### EXERCISE PROMPT
Report each line in the material below that contains the word "flower", copying every such line in full.

### DATASET ROWS
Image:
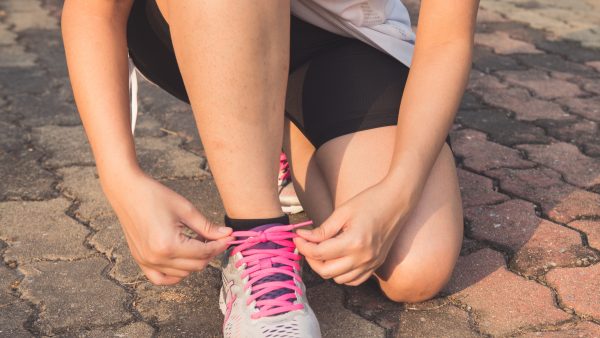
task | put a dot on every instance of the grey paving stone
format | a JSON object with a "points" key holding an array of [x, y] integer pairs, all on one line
--
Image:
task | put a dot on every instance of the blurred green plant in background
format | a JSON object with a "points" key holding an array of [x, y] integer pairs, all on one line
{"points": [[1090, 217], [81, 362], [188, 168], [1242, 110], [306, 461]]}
* * *
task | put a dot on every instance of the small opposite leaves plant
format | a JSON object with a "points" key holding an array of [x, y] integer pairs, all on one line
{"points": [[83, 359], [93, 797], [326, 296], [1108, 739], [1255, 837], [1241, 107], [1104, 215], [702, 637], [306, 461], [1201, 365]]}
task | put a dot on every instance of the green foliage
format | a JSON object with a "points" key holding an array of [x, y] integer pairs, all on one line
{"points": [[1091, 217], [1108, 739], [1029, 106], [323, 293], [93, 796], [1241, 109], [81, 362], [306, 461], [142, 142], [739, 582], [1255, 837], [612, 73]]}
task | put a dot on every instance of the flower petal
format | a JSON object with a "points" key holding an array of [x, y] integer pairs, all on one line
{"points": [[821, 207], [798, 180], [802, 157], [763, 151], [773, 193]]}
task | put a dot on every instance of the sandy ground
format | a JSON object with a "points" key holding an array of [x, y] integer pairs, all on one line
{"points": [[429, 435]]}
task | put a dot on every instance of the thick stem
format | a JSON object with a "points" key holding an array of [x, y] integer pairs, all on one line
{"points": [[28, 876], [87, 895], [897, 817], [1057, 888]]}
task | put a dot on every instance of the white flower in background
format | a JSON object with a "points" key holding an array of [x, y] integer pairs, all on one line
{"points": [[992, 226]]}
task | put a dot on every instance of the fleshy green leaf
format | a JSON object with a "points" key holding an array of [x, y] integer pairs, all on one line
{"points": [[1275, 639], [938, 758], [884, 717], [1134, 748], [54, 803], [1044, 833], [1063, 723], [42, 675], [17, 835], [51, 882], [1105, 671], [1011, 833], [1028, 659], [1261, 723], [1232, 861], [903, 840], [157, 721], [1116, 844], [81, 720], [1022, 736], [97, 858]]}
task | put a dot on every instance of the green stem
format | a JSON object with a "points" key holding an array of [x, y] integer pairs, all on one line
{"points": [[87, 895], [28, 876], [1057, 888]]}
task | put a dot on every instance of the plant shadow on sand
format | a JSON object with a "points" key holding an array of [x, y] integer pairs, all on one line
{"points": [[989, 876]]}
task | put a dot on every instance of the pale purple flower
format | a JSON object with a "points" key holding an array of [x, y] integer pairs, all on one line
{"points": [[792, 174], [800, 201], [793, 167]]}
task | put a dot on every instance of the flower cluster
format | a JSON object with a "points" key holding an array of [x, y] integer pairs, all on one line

### RESULT OF THIS EXERCISE
task | put a dot on every instance of the flower petal
task | put a dot on every instance of the white flower in background
task | put a dot on every instance of the pale purple flower
task | put a dot on every instance of the flower cluster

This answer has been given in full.